WORK INSTRUCTION:
Please check three statements against the opinion piece below on Arizona's transgender sports legislation (1. The legislation allows exceptions for students who have not experienced male puberty. 2. The piece first appeared in the Arizona Republic on March 17. 3. The authors agree with proponents that Title IX requires separate sex sport when needed to give females equal competitive opportunities.). For each, answer yes or no and quote the deciding words of the piece.

PUBLISHED:March 18, 2020

Coleman: Arizona's legislation to support a ban of transgender women and girls from competition is legally and scientifically flawed

Originally published in the Arizona Republic on March 17  Doriane Coleman

It's not wrong to restrict transgender athletes. But base it on evidence, ethics

By Doriane Lambelet Coleman and Nancy Hogshead-Makar

Arizona is one of several states citing our work in legislation that would bar transgender women and girls from competing in school sport set aside for females. 

This legislation generally permits no exceptions or accommodations, even for students who haven’t experienced male puberty. And it requires anyone challenged about their sex to submit a doctor’s note providing information about their reproductive anatomy, testosterone levels and chromosomes.  

It’s important to protect girls’ and women’s sport, and this does require paying attention to sex. But these provisions are legally and scientifically flawed and should be rejected.

Proponents of the legislation are right that Title IX requires separate sex sport when this is necessary to ensure that competitive opportunities for females are equal to those available to males. Girls’ and women’s sport exists specifically for this purpose, and the way it accomplishes the goal is by excluding males from competition.

SUPPLIED DATA:
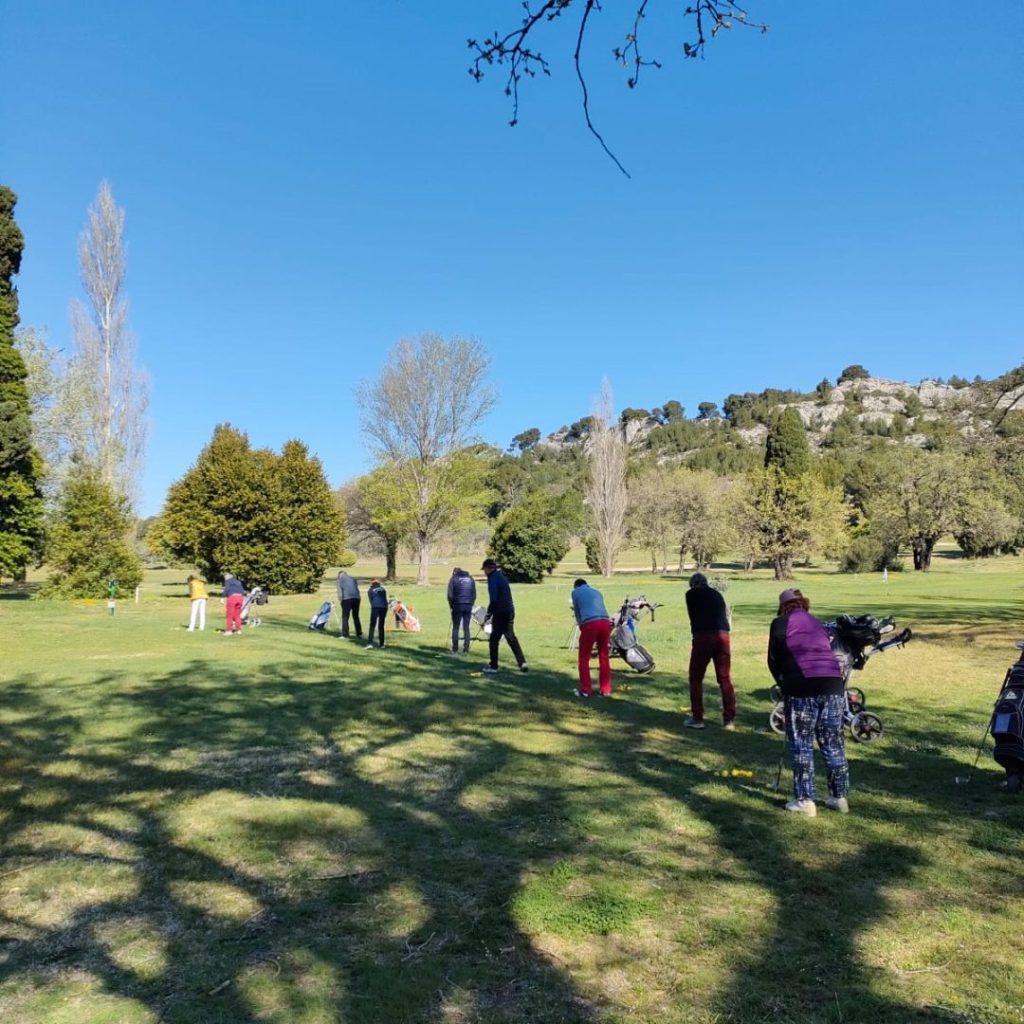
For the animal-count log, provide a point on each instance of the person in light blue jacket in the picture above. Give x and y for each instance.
(595, 631)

ANSWER FOR THIS EXERCISE:
1. No: "This legislation generally permits no exceptions or accommodations, even for students who haven’t experienced male puberty."
2. Yes: "Originally published in the Arizona Republic on March 17"
3. Yes: "Proponents of the legislation are right that Title IX requires separate sex sport when this is necessary to ensure that competitive opportunities for females are equal to those available to males."